**TEXT FOR ANALYSIS:**
_ _ _ _ _
Time-lag analysis also reveals that digital payment adoption may not immediately align with trade growth. The development and diffusion of digital payment systems typically involve infrastructure building, user education, and market adaptation [3]. When trade grows rapidly, businesses and consumers may initially rely on traditional methods before switching to digital alternatives, explaining the lagging growth rate of payment technologies.

These findings have several policy implications. Governments should continue supporting the expansion of digital payment systems while also improving logistics infrastructure to maximize the benefits. Policies should also assist SMEs in adopting these technologies by offering training, incentives, and technical support [2]. Finally, more empirical research is necessary to understand how digital payments shape trade performance and to inform policy frameworks that encourage inclusive digital trade.

Despite the robustness of the findings, this study has certain limitations. First, the analysis relies on aggregated national-level data, which may mask sectoral or regional heterogeneity. Firm-level or industry-specific datasets could provide deeper insights into how different sectors respond to digital payment adoption, as suggested by Huang et al., who found that the benefits of payment digitalization vary significantly between manufacturing and service industries [10]. Second, the study employs a relatively short time frame (2018–2023), which, while capturing the COVID-19 period, may not fully reflect long-term dynamics. Longitudinal studies over extended periods could better capture structural shifts, as emphasized by Kapoor and Tan in their analysis of digital finance adoption across emerging economies [11]. Third, while the methods used—correlation, OLS regression, and structural change tests—are effective in identifying associations and short-term effects, they do not establish definitive causality. Incorporating causal inference techniques such as instrumental variables or propensity score matching, as recommended by Sun et al., could strengthen the validity of future research conclusions [12]. Addressing these limitations would enhance the explanatory power and policy relevance of the results.

5.  Conclusion

This study examines the impact of cross-border digital payment development on China’s trade efficiency from 2018 to 2023. Using descriptive statistics, Pearson correlation, and OLS regression, the results show a strong positive relationship between payment digitalization and trade volume. Specifically, cross-border payments significantly promote trade expansion, as reflected by high correlations (r=0.94, p<0.01) and regression coefficients (β1=0.82, p=0.012). However, they do not enhance efficiency at the per-transaction level. The average trade value per payment declined from USD 358,000 in 2018–2020 to USD 288,000 in 2021–2023, suggesting a structural shift toward small-value, high-frequency transactions largely driven by SMEs and e-commerce.
_ _ _ _ _
**DATA SECTION:**
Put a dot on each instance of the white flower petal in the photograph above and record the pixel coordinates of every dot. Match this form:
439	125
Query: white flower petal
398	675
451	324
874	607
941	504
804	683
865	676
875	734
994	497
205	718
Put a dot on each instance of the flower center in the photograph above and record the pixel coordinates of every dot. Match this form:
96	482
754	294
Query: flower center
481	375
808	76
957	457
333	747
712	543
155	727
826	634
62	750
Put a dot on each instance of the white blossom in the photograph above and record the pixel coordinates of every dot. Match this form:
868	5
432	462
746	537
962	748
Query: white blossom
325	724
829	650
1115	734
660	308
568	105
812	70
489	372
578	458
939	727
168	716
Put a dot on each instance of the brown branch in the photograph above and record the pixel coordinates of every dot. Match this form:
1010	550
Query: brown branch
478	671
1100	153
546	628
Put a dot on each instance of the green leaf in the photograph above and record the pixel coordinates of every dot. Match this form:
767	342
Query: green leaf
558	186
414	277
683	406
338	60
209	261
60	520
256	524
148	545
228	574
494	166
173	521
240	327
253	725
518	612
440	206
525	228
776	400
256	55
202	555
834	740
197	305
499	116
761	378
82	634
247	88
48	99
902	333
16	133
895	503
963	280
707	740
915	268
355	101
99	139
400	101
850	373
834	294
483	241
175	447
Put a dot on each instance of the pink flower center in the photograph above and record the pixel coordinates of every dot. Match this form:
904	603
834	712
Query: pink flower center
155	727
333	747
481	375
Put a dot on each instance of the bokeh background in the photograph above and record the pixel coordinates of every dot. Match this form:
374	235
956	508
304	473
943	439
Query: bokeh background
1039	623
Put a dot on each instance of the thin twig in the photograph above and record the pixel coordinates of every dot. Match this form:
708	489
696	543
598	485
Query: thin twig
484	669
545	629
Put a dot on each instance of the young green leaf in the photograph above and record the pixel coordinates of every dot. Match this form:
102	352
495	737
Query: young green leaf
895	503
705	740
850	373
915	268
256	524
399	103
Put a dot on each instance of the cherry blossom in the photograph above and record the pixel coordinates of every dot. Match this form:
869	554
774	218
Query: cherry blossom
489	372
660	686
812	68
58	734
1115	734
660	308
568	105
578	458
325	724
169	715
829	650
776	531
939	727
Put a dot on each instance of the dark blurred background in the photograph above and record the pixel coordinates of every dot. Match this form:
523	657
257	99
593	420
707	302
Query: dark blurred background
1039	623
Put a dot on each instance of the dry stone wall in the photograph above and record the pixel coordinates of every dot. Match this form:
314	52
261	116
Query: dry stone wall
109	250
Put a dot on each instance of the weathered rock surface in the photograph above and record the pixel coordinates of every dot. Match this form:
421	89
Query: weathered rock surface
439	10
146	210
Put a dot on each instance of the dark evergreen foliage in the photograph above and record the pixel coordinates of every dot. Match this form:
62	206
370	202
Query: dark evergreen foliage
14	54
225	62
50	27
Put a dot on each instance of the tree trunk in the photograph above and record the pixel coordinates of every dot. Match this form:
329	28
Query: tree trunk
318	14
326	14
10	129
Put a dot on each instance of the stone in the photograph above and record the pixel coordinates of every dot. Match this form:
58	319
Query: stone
_ _ _ _ _
In the text on cross-border digital payments and China's trade, what was the average trade value per payment in 2021–2023? The entries come from a different source than the text.

**EXERCISE RESPONSE:**
USD 288,000.